Theoretisch ist es zwar ebenso egal, wie viele sich anschließen, wie die Frage, ob ein Anwalt eine Beschwerde einlegt. Daher kritisieren manche Beobachter, wenn für eine Verfassungsbeschwerde Mittel gesammelt werden.

Die Hinzuziehung eines Anwaltes ist aber sinnvoll, weil bei der Verfassungsbeschwerde die Begründetheit und die Betroffenheit desjenigen, der die Beschwerde einreicht (bzw. in dessen Namen sie eingereicht wird) oft Fallstricke dafür sind, dass die Beschwerde gar nicht erst angenommen wird. Anwälte sind hier hilfreich, um hierauf hinzuwiesen, entsprechende juristische Aspekte herauszuarbeiten und/oder auf Probleme aufmerksam zu machen und eine Nichtannahme möglichst zu vermeiden. Diese Tatsache mag kritikwürdig sein, stellt aber den Status Quo dar.

Auch die Anzahl derjenigen, die sich der Verfassungsbeschwerde begründet anschließen, ist nur teilweise "unwichtig". Zwar wird generell ein Thema nicht dadurch unwichtig, dass es nur von einer Person als wichtig erachtet wird, jedoch hat der Senat bei der Auswahl der Verfassungsbeschwerden, die zur Entscheidung angenommen werden, eine recht große Entscheidungsfreiheit.

So kann er sich (gerade auch hinsichtlich der Tatsache, dass die Anzahl der Verfassungsbeschwerden zunimmt) beispielsweise dafür entscheiden, bestimmte Beschwerden nicht zur Entscheidung auszuwählen weil andere mehr gesetzliche Regelungen angreifen. Diese Beschwerden sind insofern für das Gericht attraktiver und andere Einzelbeschwerden können dann sozusagen "stillschweigend mitentschieden werden".

Datensätze aus einer Datensammlung

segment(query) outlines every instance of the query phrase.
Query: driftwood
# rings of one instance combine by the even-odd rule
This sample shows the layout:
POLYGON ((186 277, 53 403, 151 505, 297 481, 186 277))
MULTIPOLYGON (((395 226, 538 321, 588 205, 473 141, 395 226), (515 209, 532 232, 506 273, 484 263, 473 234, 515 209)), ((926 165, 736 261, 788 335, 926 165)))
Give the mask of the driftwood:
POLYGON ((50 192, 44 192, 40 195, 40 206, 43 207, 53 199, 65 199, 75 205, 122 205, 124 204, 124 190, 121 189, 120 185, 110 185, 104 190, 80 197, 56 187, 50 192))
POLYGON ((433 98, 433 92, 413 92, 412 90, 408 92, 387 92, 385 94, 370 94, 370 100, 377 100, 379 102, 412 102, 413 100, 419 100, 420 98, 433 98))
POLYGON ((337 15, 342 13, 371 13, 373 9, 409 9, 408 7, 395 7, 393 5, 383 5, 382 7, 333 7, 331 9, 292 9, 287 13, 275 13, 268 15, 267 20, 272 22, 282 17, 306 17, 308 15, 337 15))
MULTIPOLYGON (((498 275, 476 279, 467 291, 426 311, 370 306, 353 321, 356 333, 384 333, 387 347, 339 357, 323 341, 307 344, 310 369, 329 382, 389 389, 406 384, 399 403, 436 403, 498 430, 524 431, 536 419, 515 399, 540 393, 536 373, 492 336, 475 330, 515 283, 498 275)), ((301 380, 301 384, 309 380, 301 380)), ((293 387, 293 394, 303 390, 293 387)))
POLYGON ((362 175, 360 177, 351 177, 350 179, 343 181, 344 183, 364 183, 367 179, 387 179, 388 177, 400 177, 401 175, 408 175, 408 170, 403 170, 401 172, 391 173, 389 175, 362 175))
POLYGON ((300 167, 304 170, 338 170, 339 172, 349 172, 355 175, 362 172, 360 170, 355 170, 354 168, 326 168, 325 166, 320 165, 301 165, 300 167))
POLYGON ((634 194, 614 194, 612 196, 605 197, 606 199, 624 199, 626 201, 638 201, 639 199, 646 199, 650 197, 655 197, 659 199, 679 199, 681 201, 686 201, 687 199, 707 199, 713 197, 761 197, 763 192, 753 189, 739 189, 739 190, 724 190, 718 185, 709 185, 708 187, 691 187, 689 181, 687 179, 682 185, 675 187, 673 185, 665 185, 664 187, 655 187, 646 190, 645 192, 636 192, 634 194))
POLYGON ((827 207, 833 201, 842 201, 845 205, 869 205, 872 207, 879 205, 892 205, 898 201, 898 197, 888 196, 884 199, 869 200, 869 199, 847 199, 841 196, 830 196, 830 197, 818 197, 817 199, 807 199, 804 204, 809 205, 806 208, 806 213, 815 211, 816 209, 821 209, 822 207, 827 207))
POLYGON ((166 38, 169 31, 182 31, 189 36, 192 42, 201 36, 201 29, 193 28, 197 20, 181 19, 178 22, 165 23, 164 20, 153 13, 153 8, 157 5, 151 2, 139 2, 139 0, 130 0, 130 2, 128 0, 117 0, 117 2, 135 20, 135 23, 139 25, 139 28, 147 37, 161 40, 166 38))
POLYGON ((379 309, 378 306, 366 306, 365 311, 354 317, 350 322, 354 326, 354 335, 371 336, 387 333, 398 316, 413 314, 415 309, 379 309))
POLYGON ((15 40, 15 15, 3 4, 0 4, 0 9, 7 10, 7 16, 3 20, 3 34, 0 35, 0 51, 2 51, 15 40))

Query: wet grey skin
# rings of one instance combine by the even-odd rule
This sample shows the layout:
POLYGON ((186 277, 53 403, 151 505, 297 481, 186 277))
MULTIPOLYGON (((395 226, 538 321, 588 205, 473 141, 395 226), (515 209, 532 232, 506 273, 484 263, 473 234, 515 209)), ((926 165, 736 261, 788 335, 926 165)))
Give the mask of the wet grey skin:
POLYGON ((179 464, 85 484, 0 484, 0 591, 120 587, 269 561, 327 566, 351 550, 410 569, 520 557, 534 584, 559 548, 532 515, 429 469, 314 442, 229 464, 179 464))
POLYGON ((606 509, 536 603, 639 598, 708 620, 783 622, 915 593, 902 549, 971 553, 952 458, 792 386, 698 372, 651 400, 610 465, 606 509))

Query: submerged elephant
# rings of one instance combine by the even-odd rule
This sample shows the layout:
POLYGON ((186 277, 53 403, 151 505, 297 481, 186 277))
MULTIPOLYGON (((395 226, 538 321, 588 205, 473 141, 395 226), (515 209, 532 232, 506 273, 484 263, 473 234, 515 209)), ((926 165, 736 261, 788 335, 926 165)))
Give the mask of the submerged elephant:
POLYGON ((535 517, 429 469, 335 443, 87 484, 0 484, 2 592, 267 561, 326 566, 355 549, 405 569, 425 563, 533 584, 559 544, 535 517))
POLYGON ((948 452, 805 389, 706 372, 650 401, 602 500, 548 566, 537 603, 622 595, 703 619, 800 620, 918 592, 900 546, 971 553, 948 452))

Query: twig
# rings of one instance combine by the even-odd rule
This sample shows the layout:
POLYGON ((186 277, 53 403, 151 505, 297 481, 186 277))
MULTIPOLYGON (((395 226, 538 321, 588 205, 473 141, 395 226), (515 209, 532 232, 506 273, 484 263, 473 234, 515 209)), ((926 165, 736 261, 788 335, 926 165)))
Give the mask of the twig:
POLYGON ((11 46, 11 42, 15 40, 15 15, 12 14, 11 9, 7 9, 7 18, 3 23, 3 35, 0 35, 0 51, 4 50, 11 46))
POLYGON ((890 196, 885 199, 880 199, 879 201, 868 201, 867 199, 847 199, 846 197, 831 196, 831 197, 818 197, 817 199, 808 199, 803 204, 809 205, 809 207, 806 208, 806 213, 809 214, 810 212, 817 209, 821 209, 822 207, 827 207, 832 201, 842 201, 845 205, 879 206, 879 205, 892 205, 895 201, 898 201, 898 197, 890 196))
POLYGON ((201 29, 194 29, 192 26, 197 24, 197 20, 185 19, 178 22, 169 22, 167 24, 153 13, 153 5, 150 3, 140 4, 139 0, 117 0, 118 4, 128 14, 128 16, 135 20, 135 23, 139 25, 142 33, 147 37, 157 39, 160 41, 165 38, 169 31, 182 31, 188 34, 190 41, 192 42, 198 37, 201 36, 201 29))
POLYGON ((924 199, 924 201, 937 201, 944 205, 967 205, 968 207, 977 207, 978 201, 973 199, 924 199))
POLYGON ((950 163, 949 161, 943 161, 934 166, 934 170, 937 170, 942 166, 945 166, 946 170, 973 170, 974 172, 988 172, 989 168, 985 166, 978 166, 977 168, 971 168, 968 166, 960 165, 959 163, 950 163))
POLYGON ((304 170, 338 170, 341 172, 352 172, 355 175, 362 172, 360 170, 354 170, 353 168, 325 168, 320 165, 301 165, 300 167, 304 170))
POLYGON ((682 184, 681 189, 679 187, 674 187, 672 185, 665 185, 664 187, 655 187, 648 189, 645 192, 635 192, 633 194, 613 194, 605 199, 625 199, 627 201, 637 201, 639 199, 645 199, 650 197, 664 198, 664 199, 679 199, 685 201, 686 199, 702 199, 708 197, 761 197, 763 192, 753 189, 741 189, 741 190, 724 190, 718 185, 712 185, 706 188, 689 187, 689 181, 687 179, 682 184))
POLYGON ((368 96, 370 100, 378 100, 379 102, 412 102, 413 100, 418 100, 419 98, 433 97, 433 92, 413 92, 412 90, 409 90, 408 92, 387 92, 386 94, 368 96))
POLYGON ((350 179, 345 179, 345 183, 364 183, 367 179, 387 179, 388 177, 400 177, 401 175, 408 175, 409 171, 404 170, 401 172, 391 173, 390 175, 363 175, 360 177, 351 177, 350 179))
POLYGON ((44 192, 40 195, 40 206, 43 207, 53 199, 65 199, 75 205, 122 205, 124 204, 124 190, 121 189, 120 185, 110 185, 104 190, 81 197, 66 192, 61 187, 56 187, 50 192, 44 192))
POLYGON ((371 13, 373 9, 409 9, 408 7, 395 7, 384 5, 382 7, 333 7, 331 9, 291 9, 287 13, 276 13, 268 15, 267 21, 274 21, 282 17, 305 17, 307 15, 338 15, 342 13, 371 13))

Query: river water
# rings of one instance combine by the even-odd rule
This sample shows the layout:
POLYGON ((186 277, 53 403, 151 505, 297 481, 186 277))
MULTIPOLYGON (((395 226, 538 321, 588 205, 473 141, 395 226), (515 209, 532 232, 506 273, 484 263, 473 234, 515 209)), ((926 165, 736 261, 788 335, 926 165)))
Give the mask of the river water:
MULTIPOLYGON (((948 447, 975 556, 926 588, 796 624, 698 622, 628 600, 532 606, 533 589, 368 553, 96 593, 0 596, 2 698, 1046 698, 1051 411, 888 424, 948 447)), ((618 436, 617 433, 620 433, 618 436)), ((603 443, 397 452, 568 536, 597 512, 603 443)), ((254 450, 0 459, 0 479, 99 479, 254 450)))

AUSZUFÜHRENDE AUFGABE ▸ Entnimm den Text zur Verfassungsbeschwerde vollständig und wortgetreu.

LÖSUNG ▸
Theoretisch ist es zwar ebenso egal, wie viele sich anschließen, wie die Frage, ob ein Anwalt eine Beschwerde einlegt. Daher kritisieren manche Beobachter, wenn für eine Verfassungsbeschwerde Mittel gesammelt werden.

Die Hinzuziehung eines Anwaltes ist aber sinnvoll, weil bei der Verfassungsbeschwerde die Begründetheit und die Betroffenheit desjenigen, der die Beschwerde einreicht (bzw. in dessen Namen sie eingereicht wird) oft Fallstricke dafür sind, dass die Beschwerde gar nicht erst angenommen wird. Anwälte sind hier hilfreich, um hierauf hinzuwiesen, entsprechende juristische Aspekte herauszuarbeiten und/oder auf Probleme aufmerksam zu machen und eine Nichtannahme möglichst zu vermeiden. Diese Tatsache mag kritikwürdig sein, stellt aber den Status Quo dar.

Auch die Anzahl derjenigen, die sich der Verfassungsbeschwerde begründet anschließen, ist nur teilweise "unwichtig". Zwar wird generell ein Thema nicht dadurch unwichtig, dass es nur von einer Person als wichtig erachtet wird, jedoch hat der Senat bei der Auswahl der Verfassungsbeschwerden, die zur Entscheidung angenommen werden, eine recht große Entscheidungsfreiheit.

So kann er sich (gerade auch hinsichtlich der Tatsache, dass die Anzahl der Verfassungsbeschwerden zunimmt) beispielsweise dafür entscheiden, bestimmte Beschwerden nicht zur Entscheidung auszuwählen weil andere mehr gesetzliche Regelungen angreifen. Diese Beschwerden sind insofern für das Gericht attraktiver und andere Einzelbeschwerden können dann sozusagen "stillschweigend mitentschieden werden".